── Texto de apoio
É possível ler diferentes vozes nos profetas e nos
salmos. À pergunta; “Quem subirá o monte do Senhor, quem entrará em sua santa
habitação?”, ou: “Quem dentre nós pode habitar com um fogo abrasador?",
responde-se com indicações requintadamente morais: "Quem tem mãos puras e
inocente coração”, e “quem caminha na justiça e fala com lealdade” (cf. Sl 24,
3; Is 33, 14 s.). São vozes sublimes que, porém, permanecem isoladas. Ainda no
tempo de Jesus, nos fariseus e em Qumram prevalece a ideia de que a santidade e
a justiça consistem na pureza ritual e na observância de certos preceitos,
especialmente o do Sábado, embora se, na teoria, ninguém esquece que o primeiro
e maior mandamento é o do amor a Deus e ao próximo.
2. A
novidade de Cristo
Passando agora para o Novo Testamento, vemos que a
definição de "nação santa" estende-se bem cedo aos cristãos. Para
Paulo, os batizados são "santos por vocação”, ou “chamados a ser
santos”[6]. Ele designa habitualmente os batizados com o termo “os santos”. Os
fieis são “escolhidos para ser santos e imaculados diante dele no amor"
────
## Tarefas do exercício
1. Responda, com base no texto sobre a santidade, às perguntas abaixo.
(a) Que respostas são dadas à pergunta sobre quem subirá o monte do Senhor ou quem poderá habitar com um fogo abrasador?
(b) No tempo de Jesus, entre os fariseus e em Qumram, em que se pensa que consistem a santidade e a justiça?
(c) Com que termo Paulo designa habitualmente os batizados?
2. Resuma o texto sobre a santidade em duas frases.
3. Continue o texto sobre a santidade a partir do ponto em que ele termina.
── Conteúdo da listagem
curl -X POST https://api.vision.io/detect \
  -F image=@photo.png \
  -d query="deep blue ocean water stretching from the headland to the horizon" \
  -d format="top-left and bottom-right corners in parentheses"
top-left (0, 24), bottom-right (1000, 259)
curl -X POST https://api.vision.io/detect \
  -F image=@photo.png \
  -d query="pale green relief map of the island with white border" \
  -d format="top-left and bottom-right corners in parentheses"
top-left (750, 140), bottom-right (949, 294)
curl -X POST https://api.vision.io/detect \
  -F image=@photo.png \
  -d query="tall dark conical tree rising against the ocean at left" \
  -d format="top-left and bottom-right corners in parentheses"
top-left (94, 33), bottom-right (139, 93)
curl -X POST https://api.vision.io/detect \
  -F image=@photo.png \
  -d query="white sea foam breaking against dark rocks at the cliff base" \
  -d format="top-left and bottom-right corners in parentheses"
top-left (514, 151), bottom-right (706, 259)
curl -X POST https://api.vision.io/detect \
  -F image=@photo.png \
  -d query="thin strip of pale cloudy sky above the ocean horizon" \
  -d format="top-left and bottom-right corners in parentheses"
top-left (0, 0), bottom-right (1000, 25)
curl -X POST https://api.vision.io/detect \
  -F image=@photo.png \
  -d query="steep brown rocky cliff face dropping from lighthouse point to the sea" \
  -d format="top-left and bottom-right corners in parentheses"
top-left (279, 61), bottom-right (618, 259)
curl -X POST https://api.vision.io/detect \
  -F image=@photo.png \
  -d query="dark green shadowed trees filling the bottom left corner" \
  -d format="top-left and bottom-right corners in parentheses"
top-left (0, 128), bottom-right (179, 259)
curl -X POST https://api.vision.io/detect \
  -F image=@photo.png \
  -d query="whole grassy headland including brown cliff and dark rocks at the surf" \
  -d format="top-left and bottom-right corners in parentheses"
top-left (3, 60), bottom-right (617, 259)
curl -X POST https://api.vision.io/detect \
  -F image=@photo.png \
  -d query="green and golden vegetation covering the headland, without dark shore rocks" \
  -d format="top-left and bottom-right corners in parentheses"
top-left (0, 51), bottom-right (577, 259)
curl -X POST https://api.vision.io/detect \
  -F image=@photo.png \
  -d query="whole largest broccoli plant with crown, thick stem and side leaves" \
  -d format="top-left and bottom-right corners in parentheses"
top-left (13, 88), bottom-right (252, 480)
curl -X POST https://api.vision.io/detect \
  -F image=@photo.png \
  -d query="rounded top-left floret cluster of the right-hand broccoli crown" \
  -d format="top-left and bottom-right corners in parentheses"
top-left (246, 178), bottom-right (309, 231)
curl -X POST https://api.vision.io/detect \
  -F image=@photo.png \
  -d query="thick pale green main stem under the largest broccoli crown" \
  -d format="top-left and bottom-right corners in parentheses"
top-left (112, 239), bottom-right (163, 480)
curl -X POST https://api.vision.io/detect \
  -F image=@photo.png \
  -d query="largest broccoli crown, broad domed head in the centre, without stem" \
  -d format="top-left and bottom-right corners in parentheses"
────
## Respostas
1.
(a) "Quem tem mãos puras e inocente coração" e "quem caminha na justiça e fala com lealdade".
(b) Na pureza ritual e na observância de certos preceitos, especialmente o do Sábado.
(c) "Os santos".

2. Nos profetas e nos salmos há vozes que respondem em termos morais à pergunta sobre quem pode se aproximar do Senhor, mas elas permanecem isoladas, e ainda no tempo de Jesus prevalece entre os fariseus e em Qumram a ideia de santidade como pureza ritual e observância de preceitos como o do Sábado. No Novo Testamento, a definição de "nação santa" logo se estende aos cristãos, e Paulo chama os batizados de "santos por vocação" e, habitualmente, de "os santos".

3.
(Ef 1, 4). Mas sob a aparente identidade de terminologia vemos mudanças
profundas. Santidade não é mais um fato ritual ou legal, mas moral, até mesmo
ontológico. Não reside nas mãos, mas no coração; não se decide fora, mas dentro
do homem e resume-se na caridade. "Não é o que entra pela boca que
contamina o homem; o que sai da boca, isso contamina o homem "(Mt 15, 11).
Os mediadores da santidade de Deus não são mais
lugares (o templo de Jerusalém ou o monte Carizim), ritos, objetos e leis, mas
é uma pessoa, Jesus Cristo. Ser santo não consiste tanto em um estar separado
disto ou daquilo, mas em um estar unido a Jesus Cristo. Em Jesus Cristo está a
própria santidade de Deus que nos alcança pessoalmente, não em uma luz distante
dele. "Tu és o Santo de Deus!": duas vezes ressoa esta exclamação
dirigida a Jesus nos Evangelhos (Jo 6, 69; Lc 4, 34). O livro do Apocalipse
chama Cristo simplesmente "O Santo” (Ap 3,7) e a liturgia ecoa exclamando
no Glória "Tu solus Sanctus", Só Tu és o Santo.
Há duas maneiras de entrar em contato com a
santidade de Cristo e esta é comunicada a nós: por apropriação e por imitação.
Dessas, a mais importante é a primeira que se realiza na fé e por meio dos sacramentos.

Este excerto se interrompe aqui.